Requirement = Output the full set of records exactly.

----------------

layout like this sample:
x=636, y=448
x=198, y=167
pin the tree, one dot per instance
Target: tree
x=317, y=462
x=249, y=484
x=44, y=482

----------------

Task solution =
layout like this sample:
x=636, y=448
x=198, y=167
pin the tree, one dot per instance
Target: tree
x=317, y=462
x=249, y=484
x=44, y=482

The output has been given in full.